EXCERPTED PASSAGE:

Here is the script that works but when I add the second script I add it using include with php it posts the same id

What i am trying to do is add both scripts to the same page one with Job sector showing IT SALES then that runs the query and I get the results but when I try to add region that shows but select town from region it takes the id from the first query. I know it is a problem with the id but I have no idea. I do more PHP so it is a bit new to me.

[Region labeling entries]
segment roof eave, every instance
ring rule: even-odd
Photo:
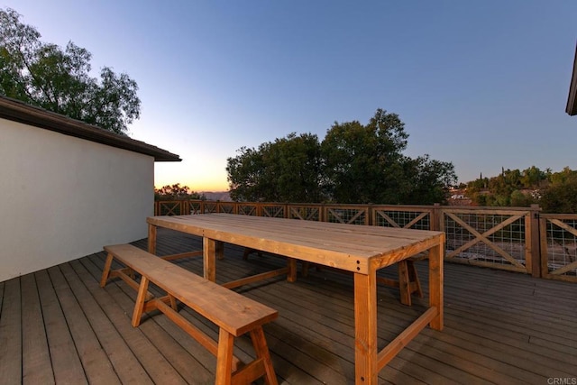
[[[575,58],[573,59],[573,73],[569,86],[569,97],[565,112],[570,115],[577,115],[577,46],[575,47]]]
[[[179,155],[60,114],[0,96],[0,117],[65,135],[154,157],[155,161],[181,161]]]

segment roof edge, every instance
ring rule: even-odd
[[[182,160],[179,155],[144,142],[114,133],[5,96],[0,96],[0,117],[96,143],[149,155],[154,158],[154,161]]]

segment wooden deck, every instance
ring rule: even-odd
[[[142,248],[146,240],[135,242]],[[159,254],[201,247],[199,238],[159,231]],[[284,259],[226,245],[217,281],[284,265]],[[0,282],[0,383],[208,384],[215,359],[163,315],[131,326],[136,292],[115,280],[98,286],[104,252]],[[176,261],[197,273],[202,258]],[[426,262],[418,266],[426,298]],[[394,278],[395,268],[383,274]],[[574,383],[577,379],[577,285],[478,267],[445,264],[445,327],[425,329],[380,374],[380,382],[412,384]],[[310,270],[237,289],[279,310],[265,325],[279,383],[353,382],[353,279]],[[425,308],[379,289],[380,345]],[[203,330],[217,329],[181,310]],[[235,353],[252,356],[248,338]],[[548,379],[550,380],[548,381]],[[570,379],[569,382],[554,382]]]

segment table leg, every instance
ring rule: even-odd
[[[354,382],[377,383],[377,276],[354,274]]]
[[[156,254],[156,226],[150,224],[148,225],[148,252]]]
[[[287,267],[288,268],[288,274],[287,274],[287,280],[288,282],[297,281],[297,260],[294,258],[287,258]]]
[[[205,279],[215,282],[216,280],[216,241],[203,238],[203,266]]]
[[[429,249],[429,306],[438,309],[437,316],[429,325],[435,330],[443,330],[443,258],[444,243]]]

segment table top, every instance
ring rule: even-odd
[[[148,224],[368,274],[440,245],[444,233],[232,214],[151,216]]]

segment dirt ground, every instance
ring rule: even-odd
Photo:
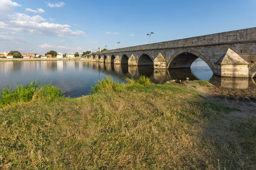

WHAT YOU WILL DO:
(a) From the forum post, reproduce the part that opens with the words containing "What i am trying" and closes with "bit new to me.".
(b) In the forum post, which job sector does the first script show?
(c) Summarize the forum post in two sentences.
These lines are separate material and are not part of the forum post.

THE REPLIES:
(a)
What i am trying to do is add both scripts to the same page one with Job sector showing IT SALES then that runs the query and I get the results but when I try to add region that shows but select town from region it takes the id from the first query. I know it is a problem with the id but I have no idea. I do more PHP so it is a bit new to me.

(b) IT SALES

(c) A script works on its own, but when the writer adds a second script with a PHP include, it posts the same id. Both scripts go on one page: the first shows the IT SALES job sector and returns query results, but selecting a town from a region takes the id from the first query, a problem the writer knows involves the id but cannot solve.